>> BEGIN Text block

Skip to content

ImageCache/ImageBuf read performance#480

Merged
lgritz merged 9 commits intoAcademySoftwareFoundation:masterfrom
lgritz:lg-icperf
Jan 2, 2013
Merged

ImageCache/ImageBuf read performance#480
lgritz merged 9 commits intoAcademySoftwareFoundation:masterfrom
lgritz:lg-icperf

Conversation

@lgritz
Copy link
Collaborator

@lgritz lgritz commented Dec 31, 2012

I spent some time carefully profiling image read performance of scanline OpenEXR images in OIIO. I was particularly interested in making sure that reading via an ImageBuf or ImageCache::get_pixels did not have too much overhead compared to a raw ImageInput::read_image (presumed to be "speed of light", the barest wrapping of the underlying library calls), and how autotile/autoscanline affected things.

First thing I noticed is a big flaw in my libOpenImageIO/imagespeed_test, I had neglected to fully flush the ImageCache between sub-tests, and that was throwing off my numbers, making IB and IC look rosier than they really were. I also augmented imagespeed_test to explicitly cover several more of the combinations I describe above. Here is example output from my Macbook Pro on a 2336x1198 4-channel float OpenEXR file:

read_image speed: 0.12s
read_scanline (1 at a time) speed: 0.33s
read_scanlines (64 at a time) speed: 0.12s
ImageBuf read speed: 0.30s
ImageCache get_pixels speed: 0.28s
With autotile = 64:
ImageBuf read speed: 0.41s
ImageCache get_pixels speed: 0.39s
With autotile = 64, autoscanline = 1:
ImageBuf read speed: 0.48s
ImageCache get_pixels speed: 0.47s

Some interesting things we can say already:

  • Using read_scanlines in 64-scanline chunks is equally fast as a read_image (which internally uses read_scanlines in 256-scanline chunks). But read_scanline individually reading each line takes almost 3x longer! This is because when reading multiple scanlines at once, the OpenEXR library (libIlmImf) uses multiple threads to pipeline the reads and decompresses. When you read just one scanline, it doesn't have the opportunity to do that.

>> END Text block
>> BEGIN Stored records

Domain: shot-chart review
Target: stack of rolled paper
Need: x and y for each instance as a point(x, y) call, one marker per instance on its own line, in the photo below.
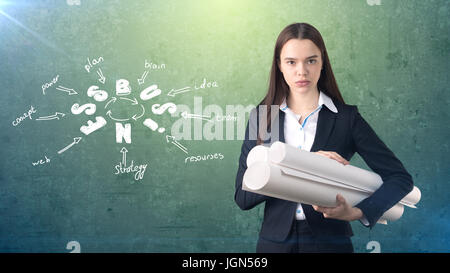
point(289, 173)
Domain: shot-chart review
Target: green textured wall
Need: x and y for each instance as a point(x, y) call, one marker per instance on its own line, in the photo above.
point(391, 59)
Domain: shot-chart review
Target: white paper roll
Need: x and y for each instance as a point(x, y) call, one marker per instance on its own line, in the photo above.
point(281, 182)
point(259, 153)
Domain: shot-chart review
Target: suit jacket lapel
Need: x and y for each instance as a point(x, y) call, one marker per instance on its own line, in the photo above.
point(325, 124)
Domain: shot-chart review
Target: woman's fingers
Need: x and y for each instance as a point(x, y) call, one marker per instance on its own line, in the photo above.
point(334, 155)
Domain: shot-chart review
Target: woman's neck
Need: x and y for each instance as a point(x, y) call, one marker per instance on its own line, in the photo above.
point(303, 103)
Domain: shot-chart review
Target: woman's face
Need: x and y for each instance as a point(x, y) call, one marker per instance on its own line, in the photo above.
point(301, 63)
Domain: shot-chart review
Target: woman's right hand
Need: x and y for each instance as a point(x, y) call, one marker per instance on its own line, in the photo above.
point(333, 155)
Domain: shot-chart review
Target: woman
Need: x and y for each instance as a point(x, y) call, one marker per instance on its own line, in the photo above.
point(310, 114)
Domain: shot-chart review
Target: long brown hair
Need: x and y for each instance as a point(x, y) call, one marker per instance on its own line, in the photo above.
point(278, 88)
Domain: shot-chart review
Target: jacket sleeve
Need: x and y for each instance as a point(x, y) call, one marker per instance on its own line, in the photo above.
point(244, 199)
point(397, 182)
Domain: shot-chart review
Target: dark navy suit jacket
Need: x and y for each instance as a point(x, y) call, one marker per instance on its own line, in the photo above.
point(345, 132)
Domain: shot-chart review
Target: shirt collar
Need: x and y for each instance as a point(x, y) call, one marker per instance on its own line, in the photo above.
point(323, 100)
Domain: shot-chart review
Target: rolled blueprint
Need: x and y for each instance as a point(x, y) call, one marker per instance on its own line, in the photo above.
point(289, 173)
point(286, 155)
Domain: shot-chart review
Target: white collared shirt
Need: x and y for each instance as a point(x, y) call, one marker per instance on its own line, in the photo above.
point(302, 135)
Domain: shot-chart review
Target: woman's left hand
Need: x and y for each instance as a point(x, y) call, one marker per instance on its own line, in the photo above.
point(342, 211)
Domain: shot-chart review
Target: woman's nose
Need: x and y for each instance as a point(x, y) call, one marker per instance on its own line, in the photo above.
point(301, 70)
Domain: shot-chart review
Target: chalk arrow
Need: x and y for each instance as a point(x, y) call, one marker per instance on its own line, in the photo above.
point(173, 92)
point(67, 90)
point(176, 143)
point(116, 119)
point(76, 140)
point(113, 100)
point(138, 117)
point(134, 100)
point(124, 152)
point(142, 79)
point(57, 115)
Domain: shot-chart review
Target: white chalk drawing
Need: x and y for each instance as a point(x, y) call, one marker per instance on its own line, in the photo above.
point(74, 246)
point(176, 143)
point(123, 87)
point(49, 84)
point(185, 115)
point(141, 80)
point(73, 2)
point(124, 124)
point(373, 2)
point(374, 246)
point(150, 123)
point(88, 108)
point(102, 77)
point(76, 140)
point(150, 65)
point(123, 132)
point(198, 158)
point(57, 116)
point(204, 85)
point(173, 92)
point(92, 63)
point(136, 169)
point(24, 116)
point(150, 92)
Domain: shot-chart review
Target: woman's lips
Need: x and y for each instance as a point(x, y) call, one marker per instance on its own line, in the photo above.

>> END Stored records

Work instructions:
a) In the pull request on image read performance, what size of chunks does read_image use internally when it calls read_scanlines?
b) Carry on the pull request about image read performance from the point where it stops.

Outputs for the tasks:
a) It uses 256-scanline chunks.

b)
  • Reading the same file with either ImageBuf or IC::get_pixels is a high penalty -- about 2.5x slower than speed of light.
  • When autotile is turned on, it's even worse, and when autoscanline=1 (which is supposed to be an improvement, by making the "virtual tiles" the full width of the image), it's even slower, 4x SOL.

OK, so I carefully profiled those code paths and made a number of improvements. I'll give you the results first:

read_image speed: 0.12s
read_scanline (1 at a time) speed: 0.33s
read_scanlines (64 at a time) speed: 0.12s
ImageBuf read speed: 0.15s
ImageCache get_pixels speed: 0.14s
With autotile = 64:
ImageBuf read speed: 0.33s
ImageCache get_pixels speed: 0.32s
With autotile = 64, autoscanline = 1:
ImageBuf read speed: 0.18s
ImageCache get_pixels speed: 0.17s

Bottom line is that I've DOUBLED the image reading speed of using ImageBuf and ImageCache::get_pixels when autotile is off, they are now almost as fast as raw calls to ImageInput::read_scanlines or read_image. Autotile is still much slower, though much improved compared to before. And the combination of autotile and autoscanline has been nearly tripled in performance, and is now only incrementally slower than when autotile is off (that is, when the ImageCache reads the whole image as one tile).

So, how did I do it? Basically it broke down to three main improvements:

  1. I found some places (including ImageBuf's local storage and the tile memory in ImageCacheTile) where I'd used std::vector as a simple memory-managed buffer. This turned out to be unwise, because vector zeroes out the memory when you resize() to allocate (only to be I immediately filled with the real data afterwards). On modern architectures, touching memory unnecessarily (especially every byte of a buffer that's bigger than L2 cache!) is one of the most expensive things you can do. I made a custom scoped_array template in imagebuf.h that does the simple memory management I was after originally. (N.B. When we can count on C++11 everywhere, we can use unique_ptr<>, but for now I just rolled my own).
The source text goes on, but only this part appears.